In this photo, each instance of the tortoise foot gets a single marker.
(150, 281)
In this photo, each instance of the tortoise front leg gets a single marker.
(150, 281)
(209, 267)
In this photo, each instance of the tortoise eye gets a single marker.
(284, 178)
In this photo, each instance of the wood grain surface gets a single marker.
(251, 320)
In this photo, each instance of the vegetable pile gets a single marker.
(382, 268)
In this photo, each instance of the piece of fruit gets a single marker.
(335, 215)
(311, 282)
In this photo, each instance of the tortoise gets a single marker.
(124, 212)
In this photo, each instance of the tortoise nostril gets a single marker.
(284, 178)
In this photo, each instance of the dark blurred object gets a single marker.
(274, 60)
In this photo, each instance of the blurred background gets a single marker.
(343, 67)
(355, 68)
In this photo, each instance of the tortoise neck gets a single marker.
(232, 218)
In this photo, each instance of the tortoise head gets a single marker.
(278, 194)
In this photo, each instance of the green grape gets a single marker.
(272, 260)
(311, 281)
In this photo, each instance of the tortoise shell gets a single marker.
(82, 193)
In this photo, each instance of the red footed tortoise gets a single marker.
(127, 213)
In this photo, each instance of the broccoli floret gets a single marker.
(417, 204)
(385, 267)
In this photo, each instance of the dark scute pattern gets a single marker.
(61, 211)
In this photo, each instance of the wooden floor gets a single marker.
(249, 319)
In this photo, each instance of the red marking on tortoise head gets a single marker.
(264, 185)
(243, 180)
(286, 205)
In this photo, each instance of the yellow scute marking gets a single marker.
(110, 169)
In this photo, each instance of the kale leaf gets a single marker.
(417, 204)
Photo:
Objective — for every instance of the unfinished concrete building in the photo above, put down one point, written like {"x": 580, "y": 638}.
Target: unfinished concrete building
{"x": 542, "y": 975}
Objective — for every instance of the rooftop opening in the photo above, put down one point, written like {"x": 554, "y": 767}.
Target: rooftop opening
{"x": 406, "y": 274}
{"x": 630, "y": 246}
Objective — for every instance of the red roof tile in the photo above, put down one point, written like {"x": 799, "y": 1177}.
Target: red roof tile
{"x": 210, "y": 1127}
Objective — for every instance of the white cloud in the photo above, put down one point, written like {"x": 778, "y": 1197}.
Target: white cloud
★ ★ ★ ★
Copy out the lines from the line containing "Objective — for every instance of the red" to the end of the listing above, without alteration.

• RESULT
Objective — for every instance of the red roof tile in the photo above, put down one point, written like {"x": 799, "y": 1177}.
Target: red roof tile
{"x": 210, "y": 1127}
Objective — for every instance of the white cloud in the photo above, put down one point, written like {"x": 778, "y": 1197}.
Target: white cloud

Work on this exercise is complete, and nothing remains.